■ Action item:
How do the lines below between the ones holding "Point to the shop storefront, marking" and "Point to the man's", inclusive, read? Give them again exactly, with no other lines.

■ Exercise input:
======

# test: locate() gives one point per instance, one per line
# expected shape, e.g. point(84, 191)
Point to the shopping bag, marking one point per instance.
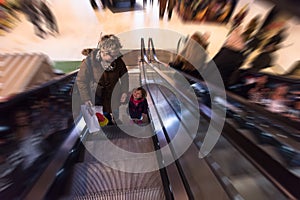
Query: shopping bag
point(90, 118)
point(103, 121)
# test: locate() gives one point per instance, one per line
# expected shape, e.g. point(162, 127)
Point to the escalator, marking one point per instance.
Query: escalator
point(170, 158)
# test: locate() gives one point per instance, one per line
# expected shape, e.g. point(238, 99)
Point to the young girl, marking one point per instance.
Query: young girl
point(138, 106)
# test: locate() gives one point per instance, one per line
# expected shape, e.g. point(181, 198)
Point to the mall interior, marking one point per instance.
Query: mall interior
point(222, 99)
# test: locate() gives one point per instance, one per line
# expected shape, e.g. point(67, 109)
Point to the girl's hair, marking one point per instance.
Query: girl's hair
point(144, 92)
point(109, 42)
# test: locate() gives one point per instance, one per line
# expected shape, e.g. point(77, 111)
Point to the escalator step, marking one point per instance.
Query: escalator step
point(96, 181)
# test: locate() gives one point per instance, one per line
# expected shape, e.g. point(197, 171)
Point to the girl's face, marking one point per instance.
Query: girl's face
point(137, 94)
point(109, 55)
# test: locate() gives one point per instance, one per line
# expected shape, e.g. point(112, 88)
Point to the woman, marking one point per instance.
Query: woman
point(103, 79)
point(138, 106)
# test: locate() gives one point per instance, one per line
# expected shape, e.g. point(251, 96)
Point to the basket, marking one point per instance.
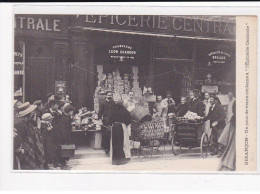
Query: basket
point(67, 151)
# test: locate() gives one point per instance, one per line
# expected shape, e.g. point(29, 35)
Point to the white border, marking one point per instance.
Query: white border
point(68, 181)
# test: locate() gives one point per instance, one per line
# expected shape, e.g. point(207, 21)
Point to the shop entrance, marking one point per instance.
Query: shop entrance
point(40, 78)
point(168, 78)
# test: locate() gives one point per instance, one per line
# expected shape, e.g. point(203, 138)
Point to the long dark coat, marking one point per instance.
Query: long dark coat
point(64, 129)
point(182, 109)
point(33, 157)
point(49, 143)
point(216, 114)
point(196, 106)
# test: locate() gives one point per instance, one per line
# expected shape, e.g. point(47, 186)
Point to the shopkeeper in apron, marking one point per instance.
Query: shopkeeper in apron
point(104, 114)
point(130, 102)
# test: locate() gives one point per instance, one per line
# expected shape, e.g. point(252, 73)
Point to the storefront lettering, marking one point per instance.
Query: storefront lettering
point(30, 23)
point(173, 23)
point(218, 57)
point(122, 52)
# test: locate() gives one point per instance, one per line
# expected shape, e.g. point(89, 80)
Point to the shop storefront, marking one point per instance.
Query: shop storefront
point(123, 53)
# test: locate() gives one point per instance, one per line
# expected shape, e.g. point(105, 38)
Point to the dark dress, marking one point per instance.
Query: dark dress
point(216, 114)
point(196, 106)
point(55, 124)
point(49, 144)
point(228, 159)
point(64, 129)
point(182, 109)
point(31, 140)
point(104, 114)
point(119, 116)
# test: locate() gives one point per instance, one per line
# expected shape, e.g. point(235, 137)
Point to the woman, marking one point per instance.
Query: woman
point(228, 159)
point(49, 142)
point(120, 144)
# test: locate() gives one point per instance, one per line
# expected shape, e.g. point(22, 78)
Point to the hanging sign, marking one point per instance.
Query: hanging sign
point(60, 88)
point(122, 53)
point(19, 59)
point(209, 89)
point(218, 57)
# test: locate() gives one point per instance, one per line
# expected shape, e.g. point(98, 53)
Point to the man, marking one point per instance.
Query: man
point(231, 100)
point(104, 114)
point(196, 104)
point(223, 139)
point(160, 107)
point(207, 105)
point(46, 106)
point(217, 117)
point(39, 109)
point(30, 138)
point(130, 102)
point(17, 104)
point(56, 113)
point(183, 107)
point(64, 129)
point(65, 126)
point(170, 103)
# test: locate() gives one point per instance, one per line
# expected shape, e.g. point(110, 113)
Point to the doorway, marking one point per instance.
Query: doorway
point(40, 79)
point(167, 78)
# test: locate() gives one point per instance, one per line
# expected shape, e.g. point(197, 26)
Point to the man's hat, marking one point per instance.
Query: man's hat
point(37, 102)
point(68, 108)
point(49, 95)
point(47, 117)
point(26, 108)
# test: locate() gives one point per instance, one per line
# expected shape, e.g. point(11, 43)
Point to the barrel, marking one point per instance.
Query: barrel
point(140, 114)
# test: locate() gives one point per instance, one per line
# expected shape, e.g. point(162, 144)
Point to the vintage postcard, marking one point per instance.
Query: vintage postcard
point(134, 92)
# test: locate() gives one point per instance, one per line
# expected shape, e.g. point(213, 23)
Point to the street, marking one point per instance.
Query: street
point(189, 160)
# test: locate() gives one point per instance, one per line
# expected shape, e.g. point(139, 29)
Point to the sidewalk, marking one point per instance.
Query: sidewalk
point(189, 160)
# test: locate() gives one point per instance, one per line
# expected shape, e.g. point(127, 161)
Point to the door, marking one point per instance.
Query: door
point(41, 79)
point(167, 78)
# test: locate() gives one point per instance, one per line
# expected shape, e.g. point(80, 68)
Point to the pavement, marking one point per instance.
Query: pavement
point(189, 160)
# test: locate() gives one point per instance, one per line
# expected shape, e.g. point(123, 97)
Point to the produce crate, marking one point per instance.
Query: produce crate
point(67, 151)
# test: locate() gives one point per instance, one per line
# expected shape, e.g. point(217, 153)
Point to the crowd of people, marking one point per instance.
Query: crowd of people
point(218, 125)
point(40, 130)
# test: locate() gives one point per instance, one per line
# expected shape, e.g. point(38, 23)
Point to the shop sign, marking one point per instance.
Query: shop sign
point(60, 88)
point(19, 58)
point(209, 89)
point(224, 99)
point(218, 57)
point(167, 25)
point(33, 24)
point(122, 53)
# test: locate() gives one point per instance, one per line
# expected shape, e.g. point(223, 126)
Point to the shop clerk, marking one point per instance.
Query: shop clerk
point(130, 102)
point(160, 107)
point(217, 117)
point(195, 104)
point(104, 114)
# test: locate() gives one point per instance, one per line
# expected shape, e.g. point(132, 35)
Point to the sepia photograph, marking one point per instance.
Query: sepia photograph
point(124, 92)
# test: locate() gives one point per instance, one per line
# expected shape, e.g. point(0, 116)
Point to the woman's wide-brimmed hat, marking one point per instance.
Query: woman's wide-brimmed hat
point(15, 101)
point(47, 117)
point(25, 109)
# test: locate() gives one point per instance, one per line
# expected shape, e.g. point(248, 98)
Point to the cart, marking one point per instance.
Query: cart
point(151, 135)
point(190, 135)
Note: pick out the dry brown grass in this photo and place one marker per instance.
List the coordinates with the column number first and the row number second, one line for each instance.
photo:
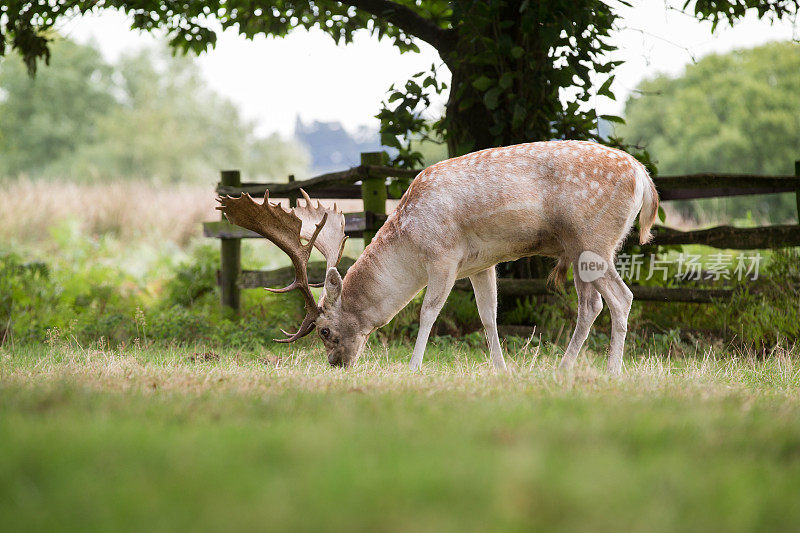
column 178, row 370
column 128, row 210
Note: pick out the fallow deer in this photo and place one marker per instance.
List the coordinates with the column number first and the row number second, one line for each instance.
column 458, row 219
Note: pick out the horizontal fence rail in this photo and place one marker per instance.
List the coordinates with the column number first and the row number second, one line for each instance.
column 371, row 182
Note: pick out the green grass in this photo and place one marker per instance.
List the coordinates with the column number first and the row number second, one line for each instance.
column 95, row 439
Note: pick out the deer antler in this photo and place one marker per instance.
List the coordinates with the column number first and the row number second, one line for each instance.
column 332, row 238
column 283, row 228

======

■ Response to this exercise:
Point to the shop storefront, marking one point per instance.
Query: shop storefront
point(123, 53)
# test: locate() gives one point per instance, one per line
# expected shape, e.g. point(105, 38)
Point to the dark dress, marking one point per instance.
Query: dark dress
point(216, 114)
point(196, 106)
point(55, 124)
point(49, 144)
point(228, 159)
point(64, 129)
point(182, 109)
point(31, 140)
point(104, 114)
point(119, 116)
# test: locate() gives one point per instance, one per line
# expected shape, e.g. point(235, 137)
Point to the woman, marking one point per instance.
Query: woman
point(228, 159)
point(49, 142)
point(120, 144)
# test: locate() gives one point per instance, one per line
# expected shape, e.g. point(22, 78)
Point to the hanging sign, marking one point per instance.
Query: hanging sign
point(60, 88)
point(122, 53)
point(19, 59)
point(209, 89)
point(218, 57)
# test: locate() gives one point per instance, one per line
# expected shape, e.g. point(98, 53)
Point to the man, marking one point per instance.
Query: man
point(231, 100)
point(104, 114)
point(196, 104)
point(223, 139)
point(160, 107)
point(207, 105)
point(46, 106)
point(217, 117)
point(39, 109)
point(30, 138)
point(130, 102)
point(17, 104)
point(56, 113)
point(183, 107)
point(64, 129)
point(65, 126)
point(170, 103)
# test: locate() gives one point per instance, one per line
# expected shape, e.g. point(110, 113)
Point to the doorway, marking one point per instance.
Query: doorway
point(40, 79)
point(167, 78)
# test: locate() gives one point per instance, one per line
# expected shape, e.g. point(197, 26)
Point to the man's hat, marking one point per instance.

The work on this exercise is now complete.